### [TAREAS PROPUESTAS]
1. Según el fragmento sobre la Inmaculada Concepción, ¿con qué cualidades proponía la Iglesia la Concepción de la Virgen al culto de los fieles? Enumérelas todas.
2. Indique si cada afirmación coincide con el fragmento sobre la Inmaculada Concepción. Responda sí o no y cite literalmente las palabras que lo deciden.
(a) El dogma se proclamó en la carta apostólica Ineffabilis Deus, fechada el 8 de diciembre de 1854.
(b) El Papa presentó la doctrina como una novedad de su época.
(c) El Papa definió el dogma sin consultas previas.

### [FRAGMENTO]
El dogma de la Inmaculada Concepción de la Santísima Virgen María, proclamado oficialmente por el papa Beato Pío IX en la carta apostólica Ineffabilis Deus de 8 de diciembre de 1854, consiste en que Ella “fue preservada inmune de toda mancha de culpa original, en el primer instante de su concepción, por singular gracia y privilegio de Dios omnipotente, en atención a los méritos de Jesucristo, salvador del género humano”. Hacia el comienzo del documento, el Romano Pontífice señalaba que esta doctrina se hallaba “en vigor desde las más antiguas edades” y que, por eso, la propia Iglesia había venido proponiendo “al público culto y veneración de los fieles la Concepción de la misma Virgen […] como algo singular, maravilloso y muy distinto de los principios de los demás
hombres y perfectamente santo”. Con esto, el Papa quería recalcar el hecho de haber sido concebida sin habérsele transmitido el pecado original, heredado sin embargo por el resto de los seres humanos desde los primeros padres. Por supuesto, los fundamentos para la definición del dogma, como en la carta apostólica se recogen, se hallan en la Sagrada Escritura (en el Protoevangelio y en las “figuras de María”, tales como el arca de Noé y la zarza incombustible que vio Moisés, además de la relación Eva- María; lógicamente, gozan de peso expresiones como el saludo de San Gabriel a “la llena de gracia” y el de Santa Isabel a la “bendita entre las mujeres”) y en la Tradición de la Iglesia. A su definición no se llegó sino después de haber realizado el Papa las oportunas consultas.

### [REGISTROS ENUMERADOS]
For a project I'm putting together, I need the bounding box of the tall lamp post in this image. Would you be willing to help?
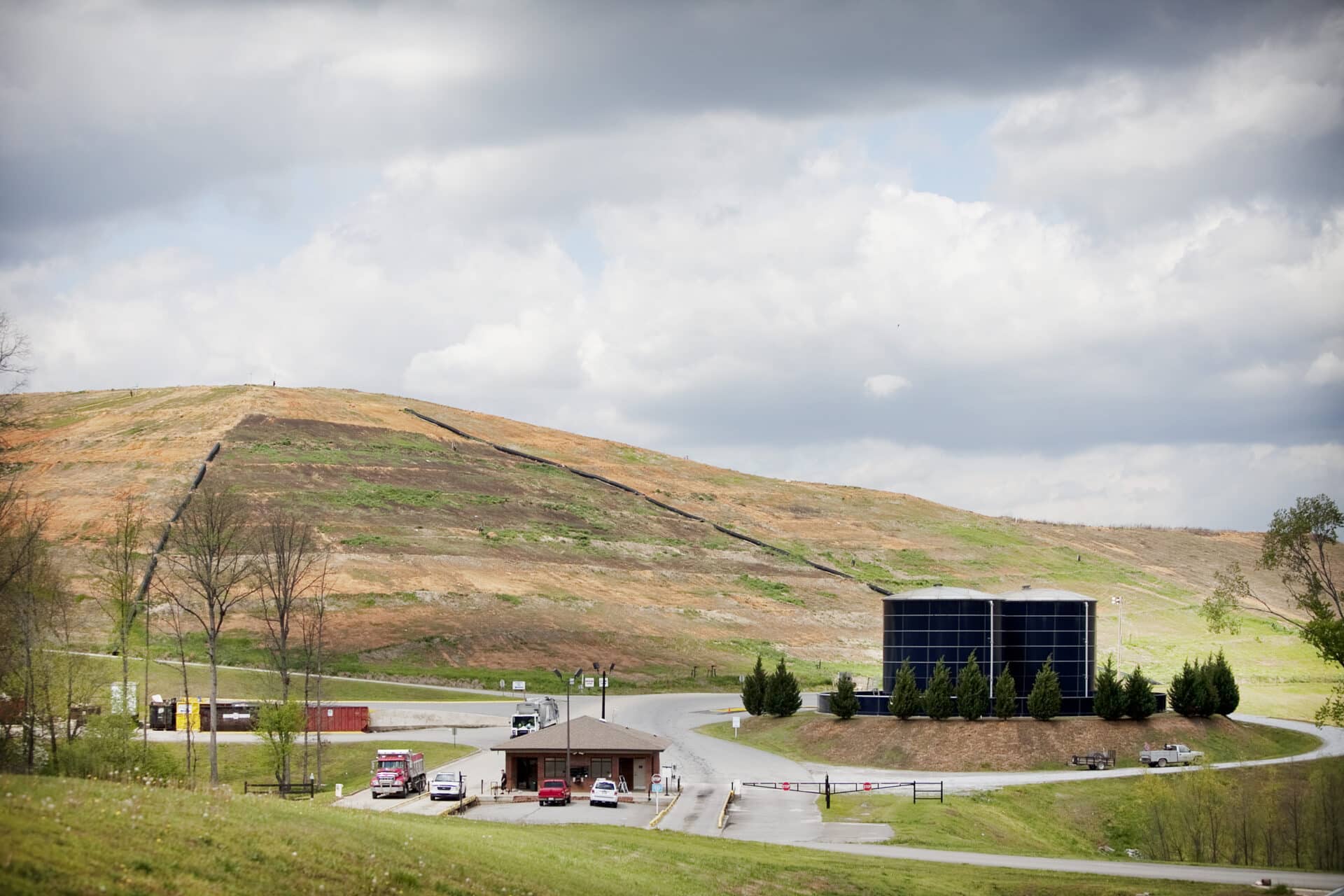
[551,666,583,788]
[593,662,615,722]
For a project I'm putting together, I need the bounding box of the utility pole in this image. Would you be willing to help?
[554,666,583,788]
[1110,594,1125,669]
[593,662,615,722]
[140,595,153,760]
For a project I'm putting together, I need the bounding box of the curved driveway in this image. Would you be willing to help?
[156,693,1344,889]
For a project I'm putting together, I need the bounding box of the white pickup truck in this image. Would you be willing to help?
[1138,744,1204,769]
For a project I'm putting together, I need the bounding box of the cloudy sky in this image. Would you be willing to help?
[0,0,1344,528]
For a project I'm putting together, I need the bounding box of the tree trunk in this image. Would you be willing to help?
[210,633,219,788]
[121,645,129,715]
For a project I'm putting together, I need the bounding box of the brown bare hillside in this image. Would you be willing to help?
[8,386,1328,713]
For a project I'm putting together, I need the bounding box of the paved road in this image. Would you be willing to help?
[796,842,1344,890]
[144,693,1344,889]
[465,797,654,827]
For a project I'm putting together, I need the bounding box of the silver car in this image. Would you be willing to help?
[428,771,466,799]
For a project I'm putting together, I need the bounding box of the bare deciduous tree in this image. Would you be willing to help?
[157,580,196,788]
[1200,494,1344,725]
[160,482,257,785]
[257,507,326,783]
[298,554,330,786]
[92,497,149,706]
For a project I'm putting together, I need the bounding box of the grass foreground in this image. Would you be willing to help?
[696,712,1321,771]
[0,776,1279,896]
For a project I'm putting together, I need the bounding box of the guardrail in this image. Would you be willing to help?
[244,780,317,799]
[719,785,738,830]
[440,794,479,818]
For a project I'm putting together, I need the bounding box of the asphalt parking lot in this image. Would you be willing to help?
[462,798,668,827]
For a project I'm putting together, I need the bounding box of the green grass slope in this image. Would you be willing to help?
[7,386,1335,718]
[821,759,1344,869]
[0,776,1256,896]
[696,712,1321,771]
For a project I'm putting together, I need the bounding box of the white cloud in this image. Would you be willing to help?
[694,440,1344,531]
[992,12,1344,220]
[1306,352,1344,386]
[863,373,910,398]
[1224,361,1293,392]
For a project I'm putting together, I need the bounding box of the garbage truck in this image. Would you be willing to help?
[508,697,561,738]
[368,748,426,799]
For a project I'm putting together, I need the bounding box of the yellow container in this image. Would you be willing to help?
[174,697,200,731]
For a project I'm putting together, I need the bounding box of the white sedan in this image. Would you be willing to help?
[428,771,465,799]
[589,778,621,808]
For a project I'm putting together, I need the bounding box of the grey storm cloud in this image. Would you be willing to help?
[0,0,1344,526]
[0,1,1341,246]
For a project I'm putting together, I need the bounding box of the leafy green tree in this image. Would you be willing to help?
[887,657,923,719]
[1167,659,1199,716]
[1200,494,1344,725]
[764,657,802,719]
[1093,654,1125,722]
[742,654,766,716]
[257,700,308,785]
[1027,654,1063,722]
[1191,658,1218,719]
[995,665,1017,719]
[1210,649,1242,716]
[831,672,859,719]
[1125,666,1157,722]
[923,657,953,722]
[957,650,989,722]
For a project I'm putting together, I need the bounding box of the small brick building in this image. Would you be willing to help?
[491,716,668,792]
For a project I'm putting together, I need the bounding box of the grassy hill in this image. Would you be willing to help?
[0,775,1264,896]
[8,386,1329,716]
[697,712,1321,771]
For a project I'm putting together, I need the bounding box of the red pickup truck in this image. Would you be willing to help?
[536,778,570,806]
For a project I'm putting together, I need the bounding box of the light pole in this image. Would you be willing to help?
[593,662,615,722]
[551,666,583,788]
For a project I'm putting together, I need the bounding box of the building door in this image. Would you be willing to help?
[513,756,536,790]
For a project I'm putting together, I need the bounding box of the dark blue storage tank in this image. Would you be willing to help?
[864,586,1097,716]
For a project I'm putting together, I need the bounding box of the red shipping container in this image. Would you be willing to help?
[308,704,368,731]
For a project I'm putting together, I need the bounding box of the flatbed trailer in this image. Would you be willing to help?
[1068,750,1116,771]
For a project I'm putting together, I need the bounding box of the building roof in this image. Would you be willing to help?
[995,589,1097,603]
[883,584,1097,603]
[491,716,668,752]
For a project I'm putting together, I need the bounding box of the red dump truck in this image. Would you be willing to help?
[368,750,426,799]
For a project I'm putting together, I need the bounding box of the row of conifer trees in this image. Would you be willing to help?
[831,652,1188,722]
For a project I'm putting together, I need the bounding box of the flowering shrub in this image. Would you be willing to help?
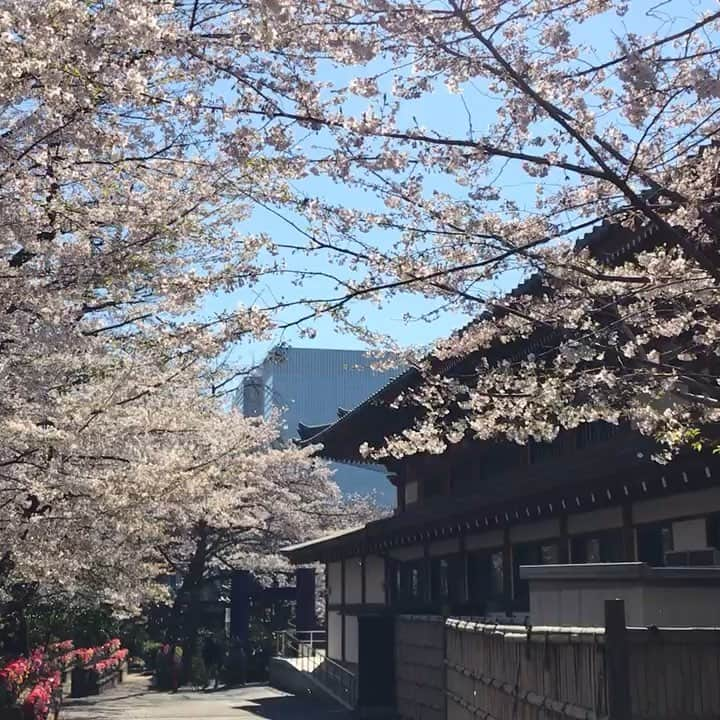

### [RESPUESTAS ESCRITAS]
1.
- singular
- maravilloso
- muy distinto de los principios de los demás hombres
- perfectamente santo

2.
(a) Sí: "proclamado oficialmente por el papa Beato Pío IX en la carta apostólica Ineffabilis Deus de 8 de diciembre de 1854".
(b) No: "en vigor desde las más antiguas edades".
(c) No: "A su definición no se llegó sino después de haber realizado el Papa las oportunas consultas."